Text extract =>
>>>>>
(STAR) PENMAN By Butch Dalisay - Friday marked the end of the 45th UP National Writers Workshop, and I’m glad to report that it came off swimmingly well, despite some early apprehensions I must confess to having had over the new format of the workshop and the variety in terms of age and experience among the participants.

Held at the new Pines View Hotel on Legarda Road – I must say the best accommodations we’ve ever had for this annual event – this workshop was different in that we (meaning the Institute of Creative Writing) actively sought out more advanced practitioners of the craft instead of novices, to enable us to dwell on issues in writing beyond the mechanical details of writing. The relatively new and extremely popular category of creative nonfiction was also added to the list of workshop genres.

Twelve fellows were chosen (down from the usual 20; the workshop itself was cut down to a week from the usual two): Bernice C. Roldan (UP Diliman, fiction in English); Jimmuel C. Naval (UP Diliman, fiction in Filipino), Zosimo E. Quibilan, Jr. (ADMU, fiction n Filipino); Raymond John A. de Borja (UP Diliman, poetry in English), Joel M. Toledo (UP Diliman, poetry in English), and Lourd Ernest H. de Veyra (UST/UP Diliman, poetry in English); Ariel Dim. Borlongan (FEATI University, poetry in Filipino) and Paolo M. Manalo (UP Diliman, poetry in Filipino); Allan B. Lopez (UP Diliman, drama), Lisa Magtoto (UP Diliman, drama); Mario I. Miclat (UP Diliman, creative nonfiction in English) and Virginia M. Villanueva (UP Diliman, creative nonfiction in English).
<<<<<
Task material =>
>>>>>
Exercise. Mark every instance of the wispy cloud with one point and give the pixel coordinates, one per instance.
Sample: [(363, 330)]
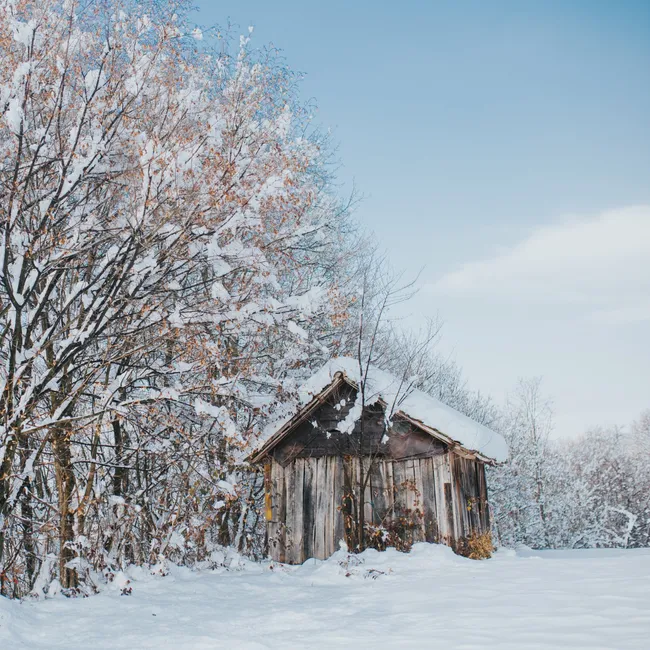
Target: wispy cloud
[(602, 263)]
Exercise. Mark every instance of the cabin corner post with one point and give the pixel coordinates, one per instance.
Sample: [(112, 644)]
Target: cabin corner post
[(268, 499)]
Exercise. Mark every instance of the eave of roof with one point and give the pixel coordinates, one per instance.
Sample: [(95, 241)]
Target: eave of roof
[(319, 398)]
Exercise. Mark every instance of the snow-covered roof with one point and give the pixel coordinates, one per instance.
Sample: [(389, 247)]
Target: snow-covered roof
[(432, 414)]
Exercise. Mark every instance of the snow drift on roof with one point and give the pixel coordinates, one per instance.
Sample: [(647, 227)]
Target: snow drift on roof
[(414, 403)]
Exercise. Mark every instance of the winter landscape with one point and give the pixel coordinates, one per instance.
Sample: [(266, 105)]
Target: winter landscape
[(246, 402)]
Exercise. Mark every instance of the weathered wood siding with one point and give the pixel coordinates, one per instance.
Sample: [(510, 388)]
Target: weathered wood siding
[(318, 435), (446, 491)]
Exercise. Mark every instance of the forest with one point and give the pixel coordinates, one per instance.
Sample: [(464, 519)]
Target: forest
[(176, 258)]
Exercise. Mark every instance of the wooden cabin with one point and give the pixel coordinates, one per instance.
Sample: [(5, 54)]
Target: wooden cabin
[(405, 468)]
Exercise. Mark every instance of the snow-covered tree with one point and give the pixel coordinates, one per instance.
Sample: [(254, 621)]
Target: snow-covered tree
[(169, 237)]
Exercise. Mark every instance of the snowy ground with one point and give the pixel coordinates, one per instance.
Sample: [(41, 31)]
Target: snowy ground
[(427, 599)]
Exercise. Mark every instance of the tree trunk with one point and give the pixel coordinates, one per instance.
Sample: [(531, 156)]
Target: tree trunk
[(65, 485)]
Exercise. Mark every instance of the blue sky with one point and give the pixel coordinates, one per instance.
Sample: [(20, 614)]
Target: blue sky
[(499, 147)]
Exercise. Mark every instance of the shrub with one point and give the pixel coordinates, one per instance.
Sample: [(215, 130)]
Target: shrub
[(475, 546)]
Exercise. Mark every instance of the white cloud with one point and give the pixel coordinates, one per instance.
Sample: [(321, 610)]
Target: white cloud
[(601, 262)]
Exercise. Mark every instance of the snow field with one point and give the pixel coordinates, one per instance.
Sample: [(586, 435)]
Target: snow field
[(427, 599)]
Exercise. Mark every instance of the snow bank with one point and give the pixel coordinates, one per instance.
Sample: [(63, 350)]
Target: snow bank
[(414, 403), (428, 598)]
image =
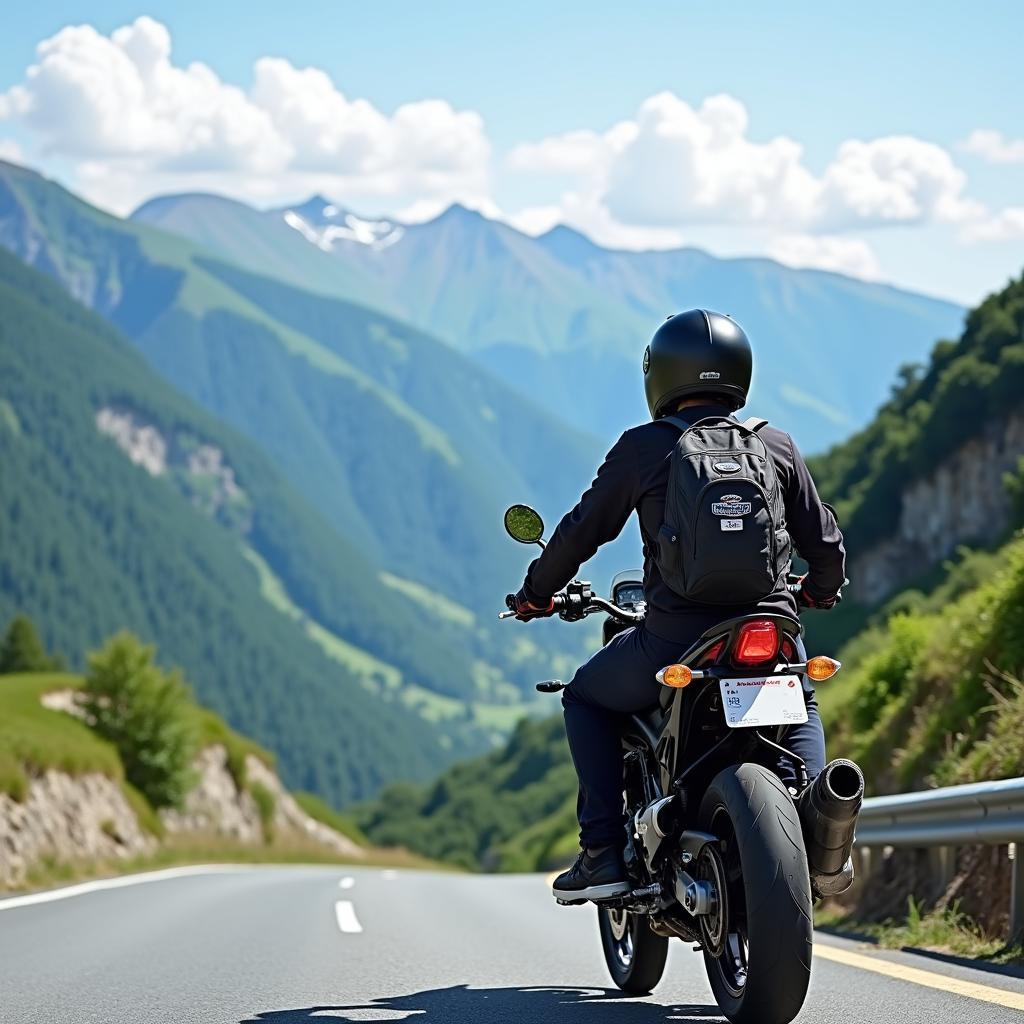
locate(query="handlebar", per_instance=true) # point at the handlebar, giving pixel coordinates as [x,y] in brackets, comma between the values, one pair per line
[579,601]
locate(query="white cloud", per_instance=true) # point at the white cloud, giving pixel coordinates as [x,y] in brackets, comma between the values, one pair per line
[675,166]
[895,179]
[126,111]
[1007,225]
[686,166]
[993,146]
[827,252]
[9,150]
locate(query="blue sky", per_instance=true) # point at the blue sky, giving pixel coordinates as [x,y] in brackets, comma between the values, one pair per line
[936,213]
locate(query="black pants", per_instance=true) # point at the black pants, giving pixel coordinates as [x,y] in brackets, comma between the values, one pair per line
[620,679]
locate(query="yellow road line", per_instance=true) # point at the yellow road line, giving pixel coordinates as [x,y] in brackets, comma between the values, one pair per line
[901,972]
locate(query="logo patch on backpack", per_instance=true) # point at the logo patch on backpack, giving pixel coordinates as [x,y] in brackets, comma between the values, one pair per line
[724,539]
[731,506]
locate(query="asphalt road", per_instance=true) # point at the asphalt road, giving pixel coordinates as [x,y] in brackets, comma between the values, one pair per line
[294,945]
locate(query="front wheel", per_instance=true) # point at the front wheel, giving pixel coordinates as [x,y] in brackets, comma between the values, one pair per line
[758,937]
[634,953]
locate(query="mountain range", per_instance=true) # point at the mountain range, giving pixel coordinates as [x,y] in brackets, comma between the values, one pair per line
[564,321]
[302,426]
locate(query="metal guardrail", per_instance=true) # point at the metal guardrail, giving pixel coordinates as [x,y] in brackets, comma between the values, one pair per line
[990,813]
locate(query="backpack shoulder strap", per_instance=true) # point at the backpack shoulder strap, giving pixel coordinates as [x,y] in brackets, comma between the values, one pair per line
[676,421]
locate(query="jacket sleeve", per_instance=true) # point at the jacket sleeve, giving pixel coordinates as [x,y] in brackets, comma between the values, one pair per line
[599,517]
[815,532]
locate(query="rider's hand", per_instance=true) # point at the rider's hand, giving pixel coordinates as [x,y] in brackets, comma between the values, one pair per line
[806,600]
[525,610]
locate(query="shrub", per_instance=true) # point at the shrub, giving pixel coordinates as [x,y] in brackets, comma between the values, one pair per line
[146,714]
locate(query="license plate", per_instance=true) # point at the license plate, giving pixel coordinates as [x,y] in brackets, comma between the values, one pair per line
[763,700]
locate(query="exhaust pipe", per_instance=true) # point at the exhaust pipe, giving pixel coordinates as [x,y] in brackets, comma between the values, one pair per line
[828,809]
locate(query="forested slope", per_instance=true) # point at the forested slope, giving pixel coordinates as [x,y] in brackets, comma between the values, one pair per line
[91,543]
[932,689]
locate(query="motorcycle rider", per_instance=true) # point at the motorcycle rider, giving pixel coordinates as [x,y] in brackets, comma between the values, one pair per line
[698,365]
<<<<<
Short task 1 =>
Reproduce the whole text on the 45th UP National Writers Workshop, word for word.
Short task 2 =>
Retype only the part of the rows that runs from the line containing "Exercise. Mark every instance of the snow field" down to the line containing "[(414, 403), (428, 598)]", with both of those lines included.

Full response 1 =>
(STAR) PENMAN By Butch Dalisay - Friday marked the end of the 45th UP National Writers Workshop, and I’m glad to report that it came off swimmingly well, despite some early apprehensions I must confess to having had over the new format of the workshop and the variety in terms of age and experience among the participants.

Held at the new Pines View Hotel on Legarda Road – I must say the best accommodations we’ve ever had for this annual event – this workshop was different in that we (meaning the Institute of Creative Writing) actively sought out more advanced practitioners of the craft instead of novices, to enable us to dwell on issues in writing beyond the mechanical details of writing. The relatively new and extremely popular category of creative nonfiction was also added to the list of workshop genres.

Twelve fellows were chosen (down from the usual 20; the workshop itself was cut down to a week from the usual two): Bernice C. Roldan (UP Diliman, fiction in English); Jimmuel C. Naval (UP Diliman, fiction in Filipino), Zosimo E. Quibilan, Jr. (ADMU, fiction n Filipino); Raymond John A. de Borja (UP Diliman, poetry in English), Joel M. Toledo (UP Diliman, poetry in English), and Lourd Ernest H. de Veyra (UST/UP Diliman, poetry in English); Ariel Dim. Borlongan (FEATI University, poetry in Filipino) and Paolo M. Manalo (UP Diliman, poetry in Filipino); Allan B. Lopez (UP Diliman, drama), Lisa Magtoto (UP Diliman, drama); Mario I. Miclat (UP Diliman, creative nonfiction in English) and Virginia M. Villanueva (UP Diliman, creative nonfiction in English).

Full response 2 =>
Exercise. Mark every instance of the snow field with one point and give the pixel coordinates, one per instance.
Sample: [(586, 435)]
Target: snow field
[(427, 599)]
Exercise. Mark every instance of the snow bank with one point and give the pixel coordinates, one per instance.
Sample: [(63, 350)]
Target: snow bank
[(414, 403), (428, 598)]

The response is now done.